→ **The data**:
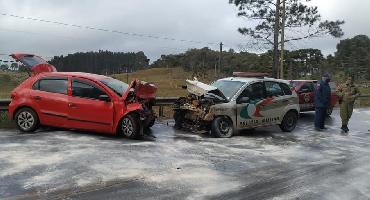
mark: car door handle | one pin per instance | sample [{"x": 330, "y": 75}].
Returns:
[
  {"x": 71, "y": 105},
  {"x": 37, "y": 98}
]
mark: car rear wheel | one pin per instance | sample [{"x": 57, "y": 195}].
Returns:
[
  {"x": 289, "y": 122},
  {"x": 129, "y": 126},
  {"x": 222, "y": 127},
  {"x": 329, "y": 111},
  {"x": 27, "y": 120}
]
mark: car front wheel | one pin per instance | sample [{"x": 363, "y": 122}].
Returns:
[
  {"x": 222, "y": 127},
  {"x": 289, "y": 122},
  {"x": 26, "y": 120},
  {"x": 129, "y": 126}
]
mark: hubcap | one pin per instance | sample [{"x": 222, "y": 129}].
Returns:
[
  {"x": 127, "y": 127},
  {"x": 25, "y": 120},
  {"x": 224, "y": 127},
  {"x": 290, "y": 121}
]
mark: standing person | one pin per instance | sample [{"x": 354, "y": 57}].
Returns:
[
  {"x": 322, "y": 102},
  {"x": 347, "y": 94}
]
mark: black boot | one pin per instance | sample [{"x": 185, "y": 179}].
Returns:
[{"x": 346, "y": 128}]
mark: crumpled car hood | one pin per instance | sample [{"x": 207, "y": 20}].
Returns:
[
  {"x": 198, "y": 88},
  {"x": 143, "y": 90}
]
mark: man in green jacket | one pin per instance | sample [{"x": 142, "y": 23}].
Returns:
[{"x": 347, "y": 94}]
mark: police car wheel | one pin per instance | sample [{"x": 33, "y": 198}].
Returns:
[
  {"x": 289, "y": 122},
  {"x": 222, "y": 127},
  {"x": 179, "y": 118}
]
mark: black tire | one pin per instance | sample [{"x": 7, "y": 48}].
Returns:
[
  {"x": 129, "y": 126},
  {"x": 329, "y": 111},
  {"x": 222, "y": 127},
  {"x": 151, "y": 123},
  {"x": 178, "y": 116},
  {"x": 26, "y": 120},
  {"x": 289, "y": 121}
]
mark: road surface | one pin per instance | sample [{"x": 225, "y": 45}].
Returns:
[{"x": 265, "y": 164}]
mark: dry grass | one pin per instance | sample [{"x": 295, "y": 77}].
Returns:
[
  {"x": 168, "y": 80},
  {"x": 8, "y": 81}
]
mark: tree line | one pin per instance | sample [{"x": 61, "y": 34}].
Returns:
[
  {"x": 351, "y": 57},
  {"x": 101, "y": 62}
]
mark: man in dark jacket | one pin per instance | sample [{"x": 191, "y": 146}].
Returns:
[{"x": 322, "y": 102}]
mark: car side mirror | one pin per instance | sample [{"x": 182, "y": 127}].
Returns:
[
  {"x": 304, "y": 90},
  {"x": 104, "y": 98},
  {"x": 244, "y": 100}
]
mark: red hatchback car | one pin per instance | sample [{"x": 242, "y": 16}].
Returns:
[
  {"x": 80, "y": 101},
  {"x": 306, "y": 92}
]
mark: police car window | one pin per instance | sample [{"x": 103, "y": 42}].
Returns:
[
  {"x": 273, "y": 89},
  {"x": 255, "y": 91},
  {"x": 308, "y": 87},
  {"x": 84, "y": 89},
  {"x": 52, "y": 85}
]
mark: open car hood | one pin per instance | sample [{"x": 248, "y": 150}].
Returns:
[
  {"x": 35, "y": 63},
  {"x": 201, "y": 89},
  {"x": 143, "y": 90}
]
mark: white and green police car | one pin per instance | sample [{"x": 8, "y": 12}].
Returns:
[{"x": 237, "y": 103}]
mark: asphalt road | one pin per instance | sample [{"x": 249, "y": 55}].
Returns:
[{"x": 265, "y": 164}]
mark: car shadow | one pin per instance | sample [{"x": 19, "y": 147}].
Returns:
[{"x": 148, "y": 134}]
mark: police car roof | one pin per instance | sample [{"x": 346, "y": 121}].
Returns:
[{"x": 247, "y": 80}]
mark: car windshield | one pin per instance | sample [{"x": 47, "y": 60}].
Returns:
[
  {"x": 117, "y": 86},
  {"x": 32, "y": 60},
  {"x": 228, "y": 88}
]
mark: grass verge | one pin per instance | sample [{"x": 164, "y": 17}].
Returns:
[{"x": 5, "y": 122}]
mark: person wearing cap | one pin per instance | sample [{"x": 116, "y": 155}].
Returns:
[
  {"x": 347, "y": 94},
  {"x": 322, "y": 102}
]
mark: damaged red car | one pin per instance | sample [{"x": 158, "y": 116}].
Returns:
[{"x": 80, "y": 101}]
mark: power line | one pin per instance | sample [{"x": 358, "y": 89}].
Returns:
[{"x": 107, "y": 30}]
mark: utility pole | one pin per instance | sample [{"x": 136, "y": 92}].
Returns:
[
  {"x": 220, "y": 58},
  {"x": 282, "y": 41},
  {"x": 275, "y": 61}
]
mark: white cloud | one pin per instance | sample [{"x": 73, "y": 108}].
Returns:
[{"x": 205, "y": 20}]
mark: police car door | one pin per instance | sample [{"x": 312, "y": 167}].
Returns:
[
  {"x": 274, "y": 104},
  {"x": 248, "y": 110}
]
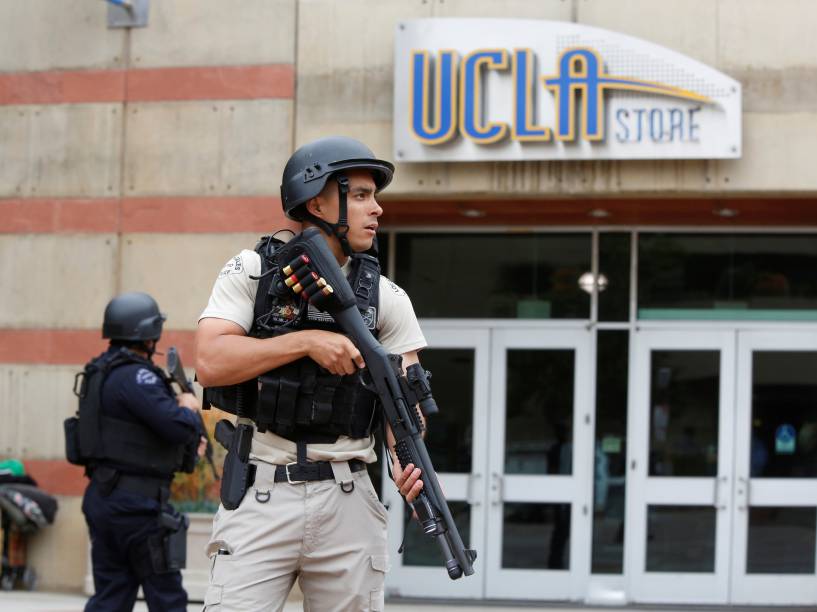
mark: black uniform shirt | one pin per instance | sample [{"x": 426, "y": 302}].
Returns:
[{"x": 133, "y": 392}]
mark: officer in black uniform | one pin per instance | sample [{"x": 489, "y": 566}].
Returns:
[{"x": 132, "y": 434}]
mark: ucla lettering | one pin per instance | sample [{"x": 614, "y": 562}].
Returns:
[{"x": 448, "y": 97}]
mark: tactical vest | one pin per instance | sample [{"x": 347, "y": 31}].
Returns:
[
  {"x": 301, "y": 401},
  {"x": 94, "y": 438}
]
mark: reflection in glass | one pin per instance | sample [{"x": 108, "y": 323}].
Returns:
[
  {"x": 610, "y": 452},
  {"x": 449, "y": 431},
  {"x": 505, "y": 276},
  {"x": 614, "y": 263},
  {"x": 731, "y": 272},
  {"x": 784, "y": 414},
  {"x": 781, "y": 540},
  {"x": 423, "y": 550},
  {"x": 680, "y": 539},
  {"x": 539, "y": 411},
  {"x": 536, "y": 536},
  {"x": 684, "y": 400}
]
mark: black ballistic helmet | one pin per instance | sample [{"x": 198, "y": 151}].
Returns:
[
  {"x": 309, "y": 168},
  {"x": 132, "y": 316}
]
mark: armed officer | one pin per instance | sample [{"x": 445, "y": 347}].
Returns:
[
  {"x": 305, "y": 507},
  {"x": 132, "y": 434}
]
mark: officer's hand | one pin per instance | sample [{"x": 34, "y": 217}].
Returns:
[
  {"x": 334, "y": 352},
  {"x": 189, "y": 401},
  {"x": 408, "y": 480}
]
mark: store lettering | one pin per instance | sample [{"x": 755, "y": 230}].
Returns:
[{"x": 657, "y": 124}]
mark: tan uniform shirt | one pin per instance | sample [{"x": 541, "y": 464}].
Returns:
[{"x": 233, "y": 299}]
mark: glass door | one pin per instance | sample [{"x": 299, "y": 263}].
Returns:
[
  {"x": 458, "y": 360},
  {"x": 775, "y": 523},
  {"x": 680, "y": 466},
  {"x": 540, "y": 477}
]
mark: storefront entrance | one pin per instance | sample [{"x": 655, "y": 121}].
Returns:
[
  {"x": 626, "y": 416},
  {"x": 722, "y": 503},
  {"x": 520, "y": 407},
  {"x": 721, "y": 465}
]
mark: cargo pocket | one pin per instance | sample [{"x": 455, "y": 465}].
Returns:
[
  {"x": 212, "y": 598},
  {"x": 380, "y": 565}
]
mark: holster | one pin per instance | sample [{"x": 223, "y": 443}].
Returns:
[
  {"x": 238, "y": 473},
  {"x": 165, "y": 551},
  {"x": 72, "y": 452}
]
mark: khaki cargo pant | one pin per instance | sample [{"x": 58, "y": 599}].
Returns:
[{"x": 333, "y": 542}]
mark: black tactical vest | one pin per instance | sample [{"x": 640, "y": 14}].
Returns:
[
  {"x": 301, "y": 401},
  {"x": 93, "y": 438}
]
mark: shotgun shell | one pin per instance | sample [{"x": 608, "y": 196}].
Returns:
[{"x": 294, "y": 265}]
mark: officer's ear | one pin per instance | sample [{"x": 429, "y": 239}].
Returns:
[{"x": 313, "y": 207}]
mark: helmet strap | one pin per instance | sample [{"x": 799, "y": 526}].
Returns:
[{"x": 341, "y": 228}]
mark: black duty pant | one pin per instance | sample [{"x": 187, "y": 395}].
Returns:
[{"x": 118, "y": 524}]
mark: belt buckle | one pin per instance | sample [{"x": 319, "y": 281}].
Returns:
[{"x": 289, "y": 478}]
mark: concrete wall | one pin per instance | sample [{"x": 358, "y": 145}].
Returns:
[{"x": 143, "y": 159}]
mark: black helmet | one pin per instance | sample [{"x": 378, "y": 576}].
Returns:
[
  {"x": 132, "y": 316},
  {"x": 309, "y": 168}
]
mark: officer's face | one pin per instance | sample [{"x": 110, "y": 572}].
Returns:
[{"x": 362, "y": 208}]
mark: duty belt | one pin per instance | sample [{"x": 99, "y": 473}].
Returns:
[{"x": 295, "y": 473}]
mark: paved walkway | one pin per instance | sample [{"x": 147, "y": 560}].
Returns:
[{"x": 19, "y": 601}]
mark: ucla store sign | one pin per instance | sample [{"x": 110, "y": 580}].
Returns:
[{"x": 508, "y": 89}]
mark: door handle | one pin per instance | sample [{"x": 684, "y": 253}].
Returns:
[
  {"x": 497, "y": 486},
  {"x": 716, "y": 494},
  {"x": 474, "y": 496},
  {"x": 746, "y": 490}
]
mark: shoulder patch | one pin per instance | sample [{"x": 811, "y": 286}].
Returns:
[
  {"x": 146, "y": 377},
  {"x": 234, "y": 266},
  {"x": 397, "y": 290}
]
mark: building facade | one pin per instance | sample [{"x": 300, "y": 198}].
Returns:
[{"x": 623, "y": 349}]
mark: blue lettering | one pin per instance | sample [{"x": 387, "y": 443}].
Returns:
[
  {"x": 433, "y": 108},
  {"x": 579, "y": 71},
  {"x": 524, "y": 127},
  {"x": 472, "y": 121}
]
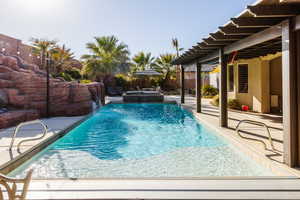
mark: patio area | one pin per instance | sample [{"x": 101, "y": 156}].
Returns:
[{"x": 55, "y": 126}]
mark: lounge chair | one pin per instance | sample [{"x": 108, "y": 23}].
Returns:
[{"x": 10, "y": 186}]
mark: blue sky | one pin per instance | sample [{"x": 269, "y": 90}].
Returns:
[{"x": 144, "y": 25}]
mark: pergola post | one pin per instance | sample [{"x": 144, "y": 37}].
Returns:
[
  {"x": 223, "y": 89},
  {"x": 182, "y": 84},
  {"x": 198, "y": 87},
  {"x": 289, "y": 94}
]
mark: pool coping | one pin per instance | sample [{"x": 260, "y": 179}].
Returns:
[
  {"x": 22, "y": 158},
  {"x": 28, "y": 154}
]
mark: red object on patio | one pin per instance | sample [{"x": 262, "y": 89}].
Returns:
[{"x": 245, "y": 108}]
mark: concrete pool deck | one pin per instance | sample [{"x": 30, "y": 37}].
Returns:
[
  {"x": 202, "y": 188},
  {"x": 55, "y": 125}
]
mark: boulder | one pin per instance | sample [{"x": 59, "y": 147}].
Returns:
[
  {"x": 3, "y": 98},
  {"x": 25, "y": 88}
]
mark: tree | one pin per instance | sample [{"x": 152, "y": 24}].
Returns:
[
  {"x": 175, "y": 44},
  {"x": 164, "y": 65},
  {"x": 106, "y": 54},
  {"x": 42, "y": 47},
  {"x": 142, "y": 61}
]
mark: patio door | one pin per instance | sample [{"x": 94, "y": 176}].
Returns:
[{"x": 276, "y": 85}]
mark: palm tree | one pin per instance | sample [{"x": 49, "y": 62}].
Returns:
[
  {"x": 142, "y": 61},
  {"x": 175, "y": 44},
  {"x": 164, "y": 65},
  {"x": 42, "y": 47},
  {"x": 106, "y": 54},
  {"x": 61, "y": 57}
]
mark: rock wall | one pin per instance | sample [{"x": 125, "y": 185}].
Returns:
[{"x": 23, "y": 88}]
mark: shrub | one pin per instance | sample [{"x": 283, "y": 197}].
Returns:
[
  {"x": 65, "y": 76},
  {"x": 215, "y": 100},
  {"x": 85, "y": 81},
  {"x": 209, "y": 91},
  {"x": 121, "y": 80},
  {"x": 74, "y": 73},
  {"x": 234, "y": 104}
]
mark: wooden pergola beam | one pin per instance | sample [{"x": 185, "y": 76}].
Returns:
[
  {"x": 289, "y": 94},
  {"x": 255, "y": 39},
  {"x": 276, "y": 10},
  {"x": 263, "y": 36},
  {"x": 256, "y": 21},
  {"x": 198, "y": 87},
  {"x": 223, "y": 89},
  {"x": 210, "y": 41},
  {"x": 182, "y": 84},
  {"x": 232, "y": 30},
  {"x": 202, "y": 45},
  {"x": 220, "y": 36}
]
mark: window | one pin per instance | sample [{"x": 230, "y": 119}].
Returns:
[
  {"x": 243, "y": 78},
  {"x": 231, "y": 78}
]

→ **Task directions**:
Using the material above, transcribe exactly the lines from the line with "mark: officer's ear" to the line with "mark: belt buckle"; both count, and nothing else goes in.

→ **Solution for this exercise**:
mark: officer's ear | one pin per instance | sample [{"x": 429, "y": 239}].
Returns:
[{"x": 313, "y": 207}]
mark: helmet strap | one pin per instance | sample [{"x": 799, "y": 526}].
Returns:
[{"x": 341, "y": 228}]
mark: black duty pant | one pin per instance | sample [{"x": 187, "y": 395}].
Returns:
[{"x": 118, "y": 524}]
mark: belt buckle | one pin per instance | sample [{"x": 319, "y": 281}].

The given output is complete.